:: STORED RECORDS ::

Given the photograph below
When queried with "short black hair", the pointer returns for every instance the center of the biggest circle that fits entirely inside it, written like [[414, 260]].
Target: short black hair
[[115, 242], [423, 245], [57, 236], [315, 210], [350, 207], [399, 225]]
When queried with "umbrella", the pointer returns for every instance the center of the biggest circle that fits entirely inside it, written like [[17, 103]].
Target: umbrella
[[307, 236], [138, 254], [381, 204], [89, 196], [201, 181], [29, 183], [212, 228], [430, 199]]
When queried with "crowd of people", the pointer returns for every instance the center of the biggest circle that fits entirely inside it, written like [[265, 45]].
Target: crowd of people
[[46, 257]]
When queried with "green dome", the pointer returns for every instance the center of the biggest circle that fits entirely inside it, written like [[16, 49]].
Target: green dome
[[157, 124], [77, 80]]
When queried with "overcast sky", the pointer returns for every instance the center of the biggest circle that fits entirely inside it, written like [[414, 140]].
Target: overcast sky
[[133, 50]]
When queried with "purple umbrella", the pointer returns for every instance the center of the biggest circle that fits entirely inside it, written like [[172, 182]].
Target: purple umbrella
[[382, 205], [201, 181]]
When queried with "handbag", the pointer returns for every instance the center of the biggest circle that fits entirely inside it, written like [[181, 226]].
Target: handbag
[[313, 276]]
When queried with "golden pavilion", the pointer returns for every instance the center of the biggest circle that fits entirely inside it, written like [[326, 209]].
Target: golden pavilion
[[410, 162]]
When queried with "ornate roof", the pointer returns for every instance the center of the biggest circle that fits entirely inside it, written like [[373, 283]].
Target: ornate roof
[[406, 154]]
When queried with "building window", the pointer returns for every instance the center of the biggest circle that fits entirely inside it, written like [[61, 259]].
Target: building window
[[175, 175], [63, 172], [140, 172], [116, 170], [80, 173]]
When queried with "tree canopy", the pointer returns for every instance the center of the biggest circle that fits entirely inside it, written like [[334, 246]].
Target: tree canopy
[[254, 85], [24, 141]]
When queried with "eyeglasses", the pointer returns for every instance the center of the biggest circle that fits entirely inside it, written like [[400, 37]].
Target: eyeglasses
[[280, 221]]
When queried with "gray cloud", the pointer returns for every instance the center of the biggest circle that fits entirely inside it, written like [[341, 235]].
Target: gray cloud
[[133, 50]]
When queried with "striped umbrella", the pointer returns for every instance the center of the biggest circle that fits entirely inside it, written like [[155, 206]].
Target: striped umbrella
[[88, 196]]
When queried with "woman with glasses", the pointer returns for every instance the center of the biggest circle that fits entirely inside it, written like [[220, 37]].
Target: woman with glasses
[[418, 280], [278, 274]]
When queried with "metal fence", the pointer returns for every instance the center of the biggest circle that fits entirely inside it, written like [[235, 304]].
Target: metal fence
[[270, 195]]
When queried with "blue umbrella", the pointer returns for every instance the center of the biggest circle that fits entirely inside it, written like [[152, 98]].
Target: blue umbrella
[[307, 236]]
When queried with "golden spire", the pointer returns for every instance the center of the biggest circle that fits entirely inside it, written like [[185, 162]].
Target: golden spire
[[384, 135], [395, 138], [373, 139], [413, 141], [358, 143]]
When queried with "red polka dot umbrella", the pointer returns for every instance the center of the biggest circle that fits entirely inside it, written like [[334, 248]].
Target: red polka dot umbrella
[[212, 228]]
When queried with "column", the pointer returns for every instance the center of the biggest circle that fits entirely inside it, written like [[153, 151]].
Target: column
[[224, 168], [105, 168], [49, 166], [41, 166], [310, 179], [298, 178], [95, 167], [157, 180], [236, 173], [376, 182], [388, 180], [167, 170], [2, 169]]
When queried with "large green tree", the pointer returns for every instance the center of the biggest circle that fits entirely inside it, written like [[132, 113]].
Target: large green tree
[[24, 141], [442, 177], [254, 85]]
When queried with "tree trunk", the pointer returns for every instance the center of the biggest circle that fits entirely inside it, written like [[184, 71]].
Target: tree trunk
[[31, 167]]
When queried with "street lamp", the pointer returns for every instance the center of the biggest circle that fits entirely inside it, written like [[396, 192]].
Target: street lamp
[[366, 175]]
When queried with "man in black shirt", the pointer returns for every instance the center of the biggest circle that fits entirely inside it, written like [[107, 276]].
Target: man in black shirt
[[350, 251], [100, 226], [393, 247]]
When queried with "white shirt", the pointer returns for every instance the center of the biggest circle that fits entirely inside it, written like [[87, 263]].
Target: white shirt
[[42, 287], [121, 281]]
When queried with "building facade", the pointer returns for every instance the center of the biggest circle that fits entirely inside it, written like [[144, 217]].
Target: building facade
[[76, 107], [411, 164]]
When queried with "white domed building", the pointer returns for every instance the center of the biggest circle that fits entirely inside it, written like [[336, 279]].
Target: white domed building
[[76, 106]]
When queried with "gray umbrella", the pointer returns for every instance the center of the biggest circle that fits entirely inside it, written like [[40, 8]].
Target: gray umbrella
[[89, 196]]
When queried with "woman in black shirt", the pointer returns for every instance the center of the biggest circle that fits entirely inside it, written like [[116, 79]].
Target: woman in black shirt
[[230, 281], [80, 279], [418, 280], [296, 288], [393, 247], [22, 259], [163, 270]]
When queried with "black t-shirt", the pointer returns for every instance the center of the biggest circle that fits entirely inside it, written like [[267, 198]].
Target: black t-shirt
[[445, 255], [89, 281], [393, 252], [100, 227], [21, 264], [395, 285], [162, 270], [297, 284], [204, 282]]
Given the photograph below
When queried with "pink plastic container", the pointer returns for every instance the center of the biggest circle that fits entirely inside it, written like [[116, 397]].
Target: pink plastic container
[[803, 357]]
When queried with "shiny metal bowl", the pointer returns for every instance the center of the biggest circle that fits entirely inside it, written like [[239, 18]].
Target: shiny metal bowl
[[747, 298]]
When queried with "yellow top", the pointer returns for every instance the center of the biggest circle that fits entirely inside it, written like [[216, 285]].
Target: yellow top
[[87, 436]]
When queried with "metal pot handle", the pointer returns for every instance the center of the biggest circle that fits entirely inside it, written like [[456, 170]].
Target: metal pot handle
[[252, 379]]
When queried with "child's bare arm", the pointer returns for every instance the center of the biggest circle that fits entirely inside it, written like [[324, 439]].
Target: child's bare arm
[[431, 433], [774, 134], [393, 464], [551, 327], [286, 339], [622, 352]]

:: PROBLEM ::
Copy the items above word for word.

:: SOLUTION TO THIS EXERCISE ::
Given the photograph below
When queried with "short black hair", the pointer returns for every instance the center of the biggest circle that fits entirely inside it, written like [[414, 260]].
Target: short black hair
[[115, 242], [423, 245], [57, 236], [315, 210], [350, 207], [399, 225]]
When queried with "umbrella", the pointer returns for every instance the center of the biggest circle that fits entirely inside it, written like [[17, 103]].
Target: umbrella
[[307, 236], [138, 254], [381, 204], [89, 196], [201, 181], [29, 183], [212, 228], [430, 199]]
When queried with "crowd of people", the pointer returns for every instance the center of the biggest circle that fits entirely inside it, written like [[265, 45]].
Target: crowd of people
[[46, 257]]
When queried with "green dome", the pointer returns for every instance the center of the biggest circle that fits entirely inside it, written like [[16, 49]].
Target: green dome
[[157, 124], [77, 80]]
When queried with "overcast sky", the pointer returns for every instance the center of the biggest circle that fits entirely inside it, written like [[414, 140]].
Target: overcast sky
[[133, 50]]
When queried with "purple umbrella", the pointer returns for every instance the center of the biggest circle that fits entirely inside it, written like [[172, 182]].
Target: purple umbrella
[[382, 205], [201, 181]]
When queried with "handbag", the pointer returns for every instance the center of the biggest circle that fits entirely inside it, written like [[181, 226]].
Target: handbag
[[313, 276]]
When queried with "golden pavilion", the pointer returns for every instance the center of the biggest circle that fits entirely inside it, written like [[326, 209]].
Target: golden pavilion
[[410, 162]]
When queried with "ornate roof", the pointer returns for every instance the center of the biggest circle that fits entirely inside it, written like [[373, 283]].
Target: ornate roof
[[406, 154]]
When queried with "building window", the pointer returns for every instance the center of the biggest circle that fits entirely inside it, written like [[61, 259]].
Target: building window
[[175, 175], [63, 172], [140, 172], [116, 170], [80, 173]]
When queried with "tree canopy", the pointer returns for every instance the center of the biggest circle that fits entirely inside it, written like [[334, 246]].
Target: tree canopy
[[254, 85], [24, 141]]
When queried with "eyeglasses", the pointer returns for every instance the center of the biggest circle that fits entirely inside it, written like [[400, 37]].
Target: eyeglasses
[[280, 221]]
When queried with "gray cloud", the pointer returns for every instance the center of the biggest circle that fits entirely inside it, written like [[341, 235]].
Target: gray cloud
[[133, 50]]
When queried with "striped umbrella", the pointer returns for every instance the center of the biggest circle that fits entirely inside it, written like [[155, 206]].
Target: striped umbrella
[[88, 196]]
When queried with "woman with glasses", the pointer returns for every instance the center of the biggest circle that fits entirely inside it, written like [[220, 37]].
Target: woman with glasses
[[418, 280], [278, 274]]
When queried with "metal fence", the pointer returns for every instance the center of the biggest circle that fits entirely inside it, written like [[235, 304]].
Target: metal fence
[[270, 195]]
When queried with "blue umbrella", the pointer returns for every instance the center of the biggest circle that fits entirely inside it, written like [[152, 98]].
Target: blue umbrella
[[307, 236]]
When queried with "golden spire", the pointer returns for every instance the center of the biggest circle that fits entirely inside it, written like [[185, 162]].
Target: golden spire
[[384, 135], [395, 138], [373, 139], [413, 141], [358, 143]]
When queried with "red polka dot umbrella", the pointer returns for every instance the center of the biggest circle that fits entirely inside it, written like [[334, 248]].
Target: red polka dot umbrella
[[212, 228]]
When queried with "column", the pointer returns for every instance the center of the biggest circle that fits entirely inside it, written like [[153, 151]].
Target: column
[[224, 168], [105, 168], [49, 166], [41, 166], [310, 179], [298, 178], [95, 167], [157, 180], [236, 173], [376, 182], [388, 180], [167, 170], [2, 169]]
When queried with "large green tree", the pointer returns for every instance the center of the biggest circle that fits entirely inside it, written like [[132, 113]].
Target: large green tree
[[24, 141], [442, 177], [254, 85]]
When queried with "tree trunk", the pointer returns for every instance the center of the biggest circle that fits entirely inside it, written like [[184, 71]].
Target: tree trunk
[[31, 167]]
When queried with "street lamp", the pointer returns for every instance the center of the biggest circle that fits entirely inside it, written like [[396, 192]].
Target: street lamp
[[366, 175]]
When queried with "man in black shirt", the pointer returns for every instance the center of the biggest circle that fits entirely inside it, written like [[107, 276]].
Target: man in black shirt
[[350, 251], [100, 226], [393, 247]]
When queried with "white shirt", the pointer returns for every instance the center of the biggest circle that fits entirely inside it, written like [[87, 263]].
Target: white shirt
[[42, 287], [121, 281]]
When queried with "building facade", the pointer returns for every instance the center of the biggest circle that fits entirely inside it, written like [[144, 217]].
Target: building facade
[[76, 107], [411, 164]]
When queried with "white domed building", the pointer returns for every instance the center of the biggest circle that fits entirely inside it, written like [[336, 279]].
Target: white domed building
[[76, 106]]
When queried with "gray umbrella", the pointer returns for every instance the center of the biggest circle that fits entirely inside it, written like [[40, 8]].
Target: gray umbrella
[[89, 196]]
When queried with "woman in black shirt", the pointer returns for every instance the center of the biggest circle that fits entirely inside it, written like [[116, 79]].
Target: woman in black shirt
[[230, 281], [80, 279], [418, 280], [296, 288], [393, 247], [22, 259], [163, 270]]
When queried with "black t-shirt", the pointer returns for every instance the center of the biggest circle that fits entirely inside it, written like [[267, 198]].
Target: black t-shirt
[[445, 255], [89, 281], [393, 252], [100, 227], [21, 264], [395, 285], [162, 270], [297, 284], [204, 282]]
Given the photograph below
When queried with "pink plastic container", the pointer returns for every instance the center of the biggest circle that fits entirely inside it, written like [[116, 397]].
Target: pink plastic container
[[803, 357]]
When queried with "shiny metal bowl", the pointer returns for every instance the center of the biggest circle that fits entirely inside it, written like [[239, 18]].
Target: shiny metal bowl
[[747, 298]]
When queried with "yellow top", the pointer returns for every instance the center of the biggest circle that fits entirely inside it, written like [[216, 285]].
Target: yellow top
[[87, 436]]
When queried with "metal pot handle", the pointer returns for every instance the center of the biggest circle that fits entirely inside it, written like [[456, 170]].
Target: metal pot handle
[[252, 379]]
When queried with "child's bare arm", the pointer returns for every instance the center of the biggest circle that fits entirely inside it, written like [[324, 439]].
Target: child's bare arm
[[431, 433], [774, 134], [393, 464], [551, 327], [286, 339], [622, 352]]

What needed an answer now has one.